What needs to be done | Quote the whole listing below word for word, but leave the pictures out.
* START Given records *
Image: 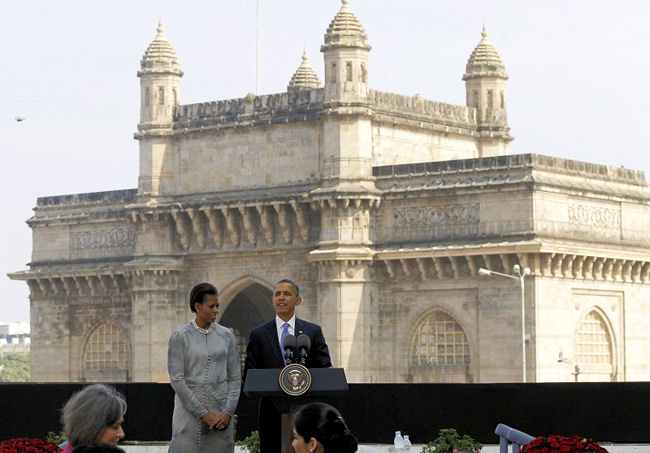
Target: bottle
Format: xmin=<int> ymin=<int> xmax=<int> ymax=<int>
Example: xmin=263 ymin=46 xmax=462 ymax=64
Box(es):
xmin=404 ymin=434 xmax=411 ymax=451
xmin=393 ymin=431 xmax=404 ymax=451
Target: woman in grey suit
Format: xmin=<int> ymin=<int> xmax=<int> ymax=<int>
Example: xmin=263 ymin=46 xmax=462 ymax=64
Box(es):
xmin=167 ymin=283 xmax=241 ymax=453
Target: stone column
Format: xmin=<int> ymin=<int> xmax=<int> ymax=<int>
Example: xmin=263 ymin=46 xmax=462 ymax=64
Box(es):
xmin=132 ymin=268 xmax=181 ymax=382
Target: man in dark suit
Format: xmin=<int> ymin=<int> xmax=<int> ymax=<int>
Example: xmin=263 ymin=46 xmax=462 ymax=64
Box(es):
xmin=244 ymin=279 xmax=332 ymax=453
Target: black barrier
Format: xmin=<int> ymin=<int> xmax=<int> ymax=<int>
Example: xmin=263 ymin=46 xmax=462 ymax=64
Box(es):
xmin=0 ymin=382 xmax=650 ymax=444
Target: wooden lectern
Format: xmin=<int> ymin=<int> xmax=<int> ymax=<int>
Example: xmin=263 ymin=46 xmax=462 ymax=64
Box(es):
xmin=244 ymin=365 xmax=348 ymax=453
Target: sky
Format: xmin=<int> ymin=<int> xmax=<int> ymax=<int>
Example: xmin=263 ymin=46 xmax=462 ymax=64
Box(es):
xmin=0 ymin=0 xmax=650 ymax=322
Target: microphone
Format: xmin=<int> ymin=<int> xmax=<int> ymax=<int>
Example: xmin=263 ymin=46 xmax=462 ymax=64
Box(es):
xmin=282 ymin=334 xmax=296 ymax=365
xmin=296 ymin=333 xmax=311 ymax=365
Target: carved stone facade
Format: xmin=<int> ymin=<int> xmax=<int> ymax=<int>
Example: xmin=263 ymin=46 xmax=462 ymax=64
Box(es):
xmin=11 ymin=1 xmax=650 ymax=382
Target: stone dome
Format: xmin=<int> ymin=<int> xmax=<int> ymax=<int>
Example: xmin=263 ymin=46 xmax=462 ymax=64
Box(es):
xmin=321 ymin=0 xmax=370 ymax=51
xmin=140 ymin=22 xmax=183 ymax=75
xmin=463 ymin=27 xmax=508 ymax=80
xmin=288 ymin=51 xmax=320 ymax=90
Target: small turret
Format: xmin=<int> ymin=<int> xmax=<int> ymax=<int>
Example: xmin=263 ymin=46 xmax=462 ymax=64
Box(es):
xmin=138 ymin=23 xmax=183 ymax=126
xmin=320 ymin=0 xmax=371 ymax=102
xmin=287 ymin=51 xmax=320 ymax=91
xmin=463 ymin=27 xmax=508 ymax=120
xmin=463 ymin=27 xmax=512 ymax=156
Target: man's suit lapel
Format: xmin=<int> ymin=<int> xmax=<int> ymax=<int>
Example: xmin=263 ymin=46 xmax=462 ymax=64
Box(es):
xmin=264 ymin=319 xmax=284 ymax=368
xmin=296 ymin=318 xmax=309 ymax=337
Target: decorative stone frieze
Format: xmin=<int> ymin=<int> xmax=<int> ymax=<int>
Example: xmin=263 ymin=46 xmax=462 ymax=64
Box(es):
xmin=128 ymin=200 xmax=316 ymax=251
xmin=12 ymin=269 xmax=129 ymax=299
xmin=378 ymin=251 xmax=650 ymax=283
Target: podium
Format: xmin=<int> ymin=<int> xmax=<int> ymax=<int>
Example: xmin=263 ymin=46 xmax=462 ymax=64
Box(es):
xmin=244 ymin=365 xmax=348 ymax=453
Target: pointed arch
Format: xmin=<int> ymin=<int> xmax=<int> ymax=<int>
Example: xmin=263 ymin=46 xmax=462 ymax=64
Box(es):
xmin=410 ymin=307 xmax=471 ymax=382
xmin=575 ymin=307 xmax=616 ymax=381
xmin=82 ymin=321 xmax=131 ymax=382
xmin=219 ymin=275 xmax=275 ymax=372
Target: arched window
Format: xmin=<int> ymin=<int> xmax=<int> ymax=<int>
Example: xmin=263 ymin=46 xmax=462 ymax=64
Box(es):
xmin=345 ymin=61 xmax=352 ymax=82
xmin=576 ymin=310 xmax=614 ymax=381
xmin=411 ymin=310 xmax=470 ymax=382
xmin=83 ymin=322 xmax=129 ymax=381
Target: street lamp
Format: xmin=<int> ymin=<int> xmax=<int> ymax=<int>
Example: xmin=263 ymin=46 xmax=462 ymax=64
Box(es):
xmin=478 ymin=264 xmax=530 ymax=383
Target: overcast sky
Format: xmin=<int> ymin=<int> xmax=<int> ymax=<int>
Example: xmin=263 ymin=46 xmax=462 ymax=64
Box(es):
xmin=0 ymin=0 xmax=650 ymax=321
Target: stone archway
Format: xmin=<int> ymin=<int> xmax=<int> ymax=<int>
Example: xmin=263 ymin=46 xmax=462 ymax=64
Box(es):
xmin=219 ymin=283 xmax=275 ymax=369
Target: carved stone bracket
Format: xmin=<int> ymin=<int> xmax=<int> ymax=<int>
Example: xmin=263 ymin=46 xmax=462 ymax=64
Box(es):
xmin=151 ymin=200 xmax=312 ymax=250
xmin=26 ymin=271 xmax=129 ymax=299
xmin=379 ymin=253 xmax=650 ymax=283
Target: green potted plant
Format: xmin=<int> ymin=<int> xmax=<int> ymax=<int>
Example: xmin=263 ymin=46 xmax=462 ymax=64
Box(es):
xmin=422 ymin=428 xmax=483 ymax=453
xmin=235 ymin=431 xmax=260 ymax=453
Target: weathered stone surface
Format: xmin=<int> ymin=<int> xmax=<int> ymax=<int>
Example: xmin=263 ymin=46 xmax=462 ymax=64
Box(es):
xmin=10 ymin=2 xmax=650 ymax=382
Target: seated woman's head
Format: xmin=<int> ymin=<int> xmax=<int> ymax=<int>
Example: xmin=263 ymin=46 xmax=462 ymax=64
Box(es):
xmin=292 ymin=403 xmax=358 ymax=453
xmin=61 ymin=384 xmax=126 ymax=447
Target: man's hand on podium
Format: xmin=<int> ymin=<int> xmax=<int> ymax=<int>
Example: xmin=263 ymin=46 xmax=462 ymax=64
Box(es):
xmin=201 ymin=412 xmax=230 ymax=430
* END Given records *
Full output |
Image: 
Target: bottle
Format: xmin=<int> ymin=<int> xmax=<int> ymax=<int>
Example: xmin=263 ymin=46 xmax=462 ymax=64
Box(es):
xmin=404 ymin=434 xmax=411 ymax=451
xmin=393 ymin=431 xmax=404 ymax=451
Target: woman in grey suit
Format: xmin=<int> ymin=<int> xmax=<int> ymax=<int>
Example: xmin=263 ymin=46 xmax=462 ymax=64
Box(es):
xmin=167 ymin=283 xmax=241 ymax=453
Target: stone column
Format: xmin=<int> ymin=<int> xmax=<int> ymax=<int>
Example: xmin=263 ymin=46 xmax=462 ymax=64
Box(es):
xmin=132 ymin=268 xmax=181 ymax=382
Target: man in dark suit
Format: xmin=<int> ymin=<int> xmax=<int> ymax=<int>
Example: xmin=263 ymin=46 xmax=462 ymax=64
Box(es):
xmin=244 ymin=279 xmax=332 ymax=453
Target: black barrier
Format: xmin=<int> ymin=<int> xmax=<int> ymax=<int>
Example: xmin=263 ymin=46 xmax=462 ymax=64
Box(es):
xmin=0 ymin=382 xmax=650 ymax=444
Target: wooden lectern
Format: xmin=<int> ymin=<int> xmax=<int> ymax=<int>
Example: xmin=263 ymin=46 xmax=462 ymax=64
Box(es):
xmin=244 ymin=365 xmax=348 ymax=453
Target: sky
Format: xmin=<int> ymin=<int> xmax=<int> ymax=<int>
Example: xmin=263 ymin=46 xmax=462 ymax=64
Box(es):
xmin=0 ymin=0 xmax=650 ymax=322
Target: microphone
Format: xmin=<int> ymin=<int> xmax=<int> ymax=<int>
Example: xmin=263 ymin=46 xmax=462 ymax=64
Box(es):
xmin=282 ymin=334 xmax=296 ymax=365
xmin=296 ymin=333 xmax=311 ymax=365
Target: carved stone facade
Format: xmin=<int> ymin=<int> xmax=<int> ymax=<int>
Example: xmin=263 ymin=46 xmax=462 ymax=64
Box(es):
xmin=11 ymin=1 xmax=650 ymax=382
Target: stone dome
Format: xmin=<int> ymin=<int> xmax=<int> ymax=<int>
Example: xmin=263 ymin=46 xmax=462 ymax=64
Box(es):
xmin=321 ymin=0 xmax=370 ymax=51
xmin=140 ymin=22 xmax=183 ymax=75
xmin=463 ymin=27 xmax=508 ymax=80
xmin=288 ymin=51 xmax=320 ymax=90
Target: small turret
Format: xmin=<int> ymin=<int> xmax=<int> ymax=<int>
Example: xmin=263 ymin=46 xmax=462 ymax=64
Box(es):
xmin=138 ymin=23 xmax=183 ymax=126
xmin=320 ymin=0 xmax=371 ymax=102
xmin=287 ymin=51 xmax=320 ymax=91
xmin=463 ymin=27 xmax=508 ymax=120
xmin=463 ymin=27 xmax=512 ymax=156
Target: man's suit lapel
Format: xmin=<int> ymin=<int> xmax=<int> ymax=<int>
Example: xmin=263 ymin=46 xmax=462 ymax=64
Box(es):
xmin=264 ymin=319 xmax=284 ymax=368
xmin=296 ymin=318 xmax=309 ymax=337
Target: decorative stone frieze
Format: xmin=<int> ymin=<int> xmax=<int> ymax=<int>
Example: xmin=263 ymin=46 xmax=462 ymax=64
Box(es):
xmin=128 ymin=200 xmax=316 ymax=251
xmin=12 ymin=269 xmax=129 ymax=299
xmin=378 ymin=251 xmax=650 ymax=283
Target: podium
Format: xmin=<int> ymin=<int> xmax=<int> ymax=<int>
Example: xmin=263 ymin=46 xmax=462 ymax=64
Box(es):
xmin=244 ymin=365 xmax=348 ymax=453
Target: pointed arch
Format: xmin=<int> ymin=<int> xmax=<int> ymax=<int>
Example: xmin=263 ymin=46 xmax=462 ymax=64
Box(es):
xmin=410 ymin=307 xmax=471 ymax=382
xmin=575 ymin=307 xmax=616 ymax=381
xmin=82 ymin=321 xmax=131 ymax=382
xmin=219 ymin=275 xmax=275 ymax=372
Target: arched window
Format: xmin=<int> ymin=<int> xmax=<int> ymax=<int>
Example: xmin=263 ymin=46 xmax=462 ymax=64
Box(es):
xmin=345 ymin=61 xmax=352 ymax=82
xmin=576 ymin=310 xmax=614 ymax=381
xmin=411 ymin=310 xmax=470 ymax=382
xmin=83 ymin=322 xmax=129 ymax=381
Target: street lamp
Format: xmin=<int> ymin=<int> xmax=<int> ymax=<int>
Example: xmin=263 ymin=46 xmax=462 ymax=64
Box(es):
xmin=478 ymin=264 xmax=530 ymax=383
Target: overcast sky
Format: xmin=<int> ymin=<int> xmax=<int> ymax=<int>
Example: xmin=263 ymin=46 xmax=462 ymax=64
Box(es):
xmin=0 ymin=0 xmax=650 ymax=321
Target: stone archway
Format: xmin=<int> ymin=<int> xmax=<int> ymax=<int>
Example: xmin=263 ymin=46 xmax=462 ymax=64
Box(es):
xmin=219 ymin=283 xmax=275 ymax=369
Target: carved stone bracket
Format: xmin=<int> ymin=<int> xmax=<int> ymax=<int>
Example: xmin=263 ymin=46 xmax=462 ymax=64
Box(es):
xmin=151 ymin=200 xmax=312 ymax=250
xmin=26 ymin=271 xmax=129 ymax=299
xmin=379 ymin=253 xmax=650 ymax=283
Target: green potted plant
Format: xmin=<int> ymin=<int> xmax=<int> ymax=<int>
Example: xmin=263 ymin=46 xmax=462 ymax=64
Box(es):
xmin=422 ymin=428 xmax=483 ymax=453
xmin=235 ymin=431 xmax=260 ymax=453
Target: weathered stone surface
Format: xmin=<int> ymin=<int> xmax=<int> ymax=<int>
Example: xmin=263 ymin=46 xmax=462 ymax=64
Box(es):
xmin=10 ymin=2 xmax=650 ymax=382
Target: seated woman's head
Format: xmin=<int> ymin=<int> xmax=<int> ymax=<int>
Example: xmin=263 ymin=46 xmax=462 ymax=64
Box(es):
xmin=292 ymin=403 xmax=358 ymax=453
xmin=61 ymin=384 xmax=126 ymax=447
Target: man's hand on podium
Format: xmin=<int> ymin=<int> xmax=<int> ymax=<int>
Example: xmin=263 ymin=46 xmax=462 ymax=64
Box(es):
xmin=201 ymin=412 xmax=230 ymax=430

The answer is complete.